*本文*.
-=-=-

長塚節/馬追虫(うまおひ)の髭のそよろに来る秋はまなこを閉ぢて想(おも)ひ見るべし

長塚節/明治四十年・1907年秋作


それにしても、前回紹介した佐太郎の歌、

 

薄明のわが意識にてきこえくる青杉(あをすぎ)を焚(た)く音とおもひき

 

は清新でありつつ、一方でずいぶん老成しているなあと思うのである。明け方の意識のなかで「青杉を焚く音」と思ったことだけを詠う。そのような限定の在り方には既にして何かを感得してしまった気配があるし、何よりも悦びの発見が地味である。

この歌は、佐太郎が26歳のときの歌なのである。

 

馬追虫の髭のそよろに来る秋はまなこを閉ぢて想ひ見るべし 

 

さて、それで今日の一首だが、これは長塚節、28歳のときの歌。
長塚節と言えば、素材や歌柄の古風な地味さが印象的でもあるけれど、いっぽうでその心にはそよ風のように清新な若さが息づいているのが感じられる。

-=-=-

*抽出レコード*.
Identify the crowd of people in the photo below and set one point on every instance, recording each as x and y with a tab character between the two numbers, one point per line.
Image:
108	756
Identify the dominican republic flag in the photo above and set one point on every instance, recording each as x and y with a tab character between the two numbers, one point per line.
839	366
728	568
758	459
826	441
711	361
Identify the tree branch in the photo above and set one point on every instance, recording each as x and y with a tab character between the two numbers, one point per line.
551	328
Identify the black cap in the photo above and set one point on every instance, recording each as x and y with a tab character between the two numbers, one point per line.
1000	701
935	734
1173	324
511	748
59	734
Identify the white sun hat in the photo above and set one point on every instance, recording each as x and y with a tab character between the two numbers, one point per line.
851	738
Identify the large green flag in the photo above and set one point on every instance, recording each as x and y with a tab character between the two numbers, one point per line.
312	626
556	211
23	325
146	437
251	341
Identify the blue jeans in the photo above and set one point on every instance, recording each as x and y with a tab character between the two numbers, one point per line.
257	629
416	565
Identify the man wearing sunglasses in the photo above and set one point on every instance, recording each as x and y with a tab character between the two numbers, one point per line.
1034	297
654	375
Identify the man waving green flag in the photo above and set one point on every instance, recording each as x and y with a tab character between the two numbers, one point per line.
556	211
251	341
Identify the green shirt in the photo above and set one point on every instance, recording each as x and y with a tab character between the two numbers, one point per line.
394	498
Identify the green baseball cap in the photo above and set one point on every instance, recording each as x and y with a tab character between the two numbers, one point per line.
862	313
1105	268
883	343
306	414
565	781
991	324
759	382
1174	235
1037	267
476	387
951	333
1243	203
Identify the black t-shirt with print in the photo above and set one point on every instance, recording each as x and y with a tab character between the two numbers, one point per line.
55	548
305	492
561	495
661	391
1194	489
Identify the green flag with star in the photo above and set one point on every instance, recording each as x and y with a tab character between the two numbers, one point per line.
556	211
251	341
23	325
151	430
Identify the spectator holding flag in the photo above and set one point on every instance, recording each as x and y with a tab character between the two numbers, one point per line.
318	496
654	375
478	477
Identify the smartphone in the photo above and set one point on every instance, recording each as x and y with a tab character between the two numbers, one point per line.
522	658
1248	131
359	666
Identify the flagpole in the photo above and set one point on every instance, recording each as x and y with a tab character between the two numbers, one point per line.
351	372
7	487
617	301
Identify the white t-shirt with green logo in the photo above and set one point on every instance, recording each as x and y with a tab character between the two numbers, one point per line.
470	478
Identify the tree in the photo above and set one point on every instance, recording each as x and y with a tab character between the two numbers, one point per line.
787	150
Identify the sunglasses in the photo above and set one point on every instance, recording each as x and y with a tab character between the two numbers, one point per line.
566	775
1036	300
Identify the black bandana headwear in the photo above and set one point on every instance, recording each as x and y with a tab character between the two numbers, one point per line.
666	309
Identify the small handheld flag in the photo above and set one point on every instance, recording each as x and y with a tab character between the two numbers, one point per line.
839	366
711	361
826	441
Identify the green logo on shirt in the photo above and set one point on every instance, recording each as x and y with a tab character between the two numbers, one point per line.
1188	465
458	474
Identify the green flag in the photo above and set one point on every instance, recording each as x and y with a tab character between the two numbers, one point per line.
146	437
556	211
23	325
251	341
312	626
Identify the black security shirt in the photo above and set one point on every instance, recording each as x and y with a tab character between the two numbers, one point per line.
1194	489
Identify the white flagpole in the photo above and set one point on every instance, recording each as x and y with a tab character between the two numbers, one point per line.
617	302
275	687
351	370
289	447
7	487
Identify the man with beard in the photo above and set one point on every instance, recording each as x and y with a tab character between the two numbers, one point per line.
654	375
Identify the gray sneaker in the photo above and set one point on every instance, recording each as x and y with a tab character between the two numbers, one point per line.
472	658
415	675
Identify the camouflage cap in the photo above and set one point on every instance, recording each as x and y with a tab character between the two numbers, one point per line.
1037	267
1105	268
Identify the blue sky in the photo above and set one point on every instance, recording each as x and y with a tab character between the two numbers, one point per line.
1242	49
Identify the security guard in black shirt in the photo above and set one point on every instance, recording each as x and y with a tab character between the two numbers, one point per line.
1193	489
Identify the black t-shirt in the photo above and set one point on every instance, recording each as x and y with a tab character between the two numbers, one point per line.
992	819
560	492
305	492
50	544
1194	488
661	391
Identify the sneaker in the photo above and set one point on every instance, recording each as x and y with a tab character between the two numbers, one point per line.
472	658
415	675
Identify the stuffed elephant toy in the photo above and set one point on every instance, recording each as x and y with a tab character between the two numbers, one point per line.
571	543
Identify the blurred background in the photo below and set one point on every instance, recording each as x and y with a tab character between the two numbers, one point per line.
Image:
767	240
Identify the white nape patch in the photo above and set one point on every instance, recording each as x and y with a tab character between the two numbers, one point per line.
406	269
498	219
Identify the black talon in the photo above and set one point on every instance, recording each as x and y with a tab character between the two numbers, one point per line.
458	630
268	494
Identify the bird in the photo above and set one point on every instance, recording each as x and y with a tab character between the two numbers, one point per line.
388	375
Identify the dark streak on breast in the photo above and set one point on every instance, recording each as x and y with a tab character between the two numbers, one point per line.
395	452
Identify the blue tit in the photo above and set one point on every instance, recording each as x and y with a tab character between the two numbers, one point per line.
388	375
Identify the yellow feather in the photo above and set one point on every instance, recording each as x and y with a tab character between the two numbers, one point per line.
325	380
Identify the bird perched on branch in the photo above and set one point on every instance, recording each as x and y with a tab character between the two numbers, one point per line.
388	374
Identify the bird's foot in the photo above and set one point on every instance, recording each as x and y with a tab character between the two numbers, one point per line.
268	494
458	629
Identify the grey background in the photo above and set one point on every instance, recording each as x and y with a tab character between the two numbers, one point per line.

-=-=-

*設問*.
本文の「それにしても、前回紹介した佐太郎の歌、」から「りも悦びの発見が地味である。」までを、両端の語句も含めて一字一句違えずに書き写すこと。

*解答*.
それにしても、前回紹介した佐太郎の歌、

 

薄明のわが意識にてきこえくる青杉(あをすぎ)を焚(た)く音とおもひき

 

は清新でありつつ、一方でずいぶん老成しているなあと思うのである。明け方の意識のなかで「青杉を焚く音」と思ったことだけを詠う。そのような限定の在り方には既にして何かを感得してしまった気配があるし、何よりも悦びの発見が地味である。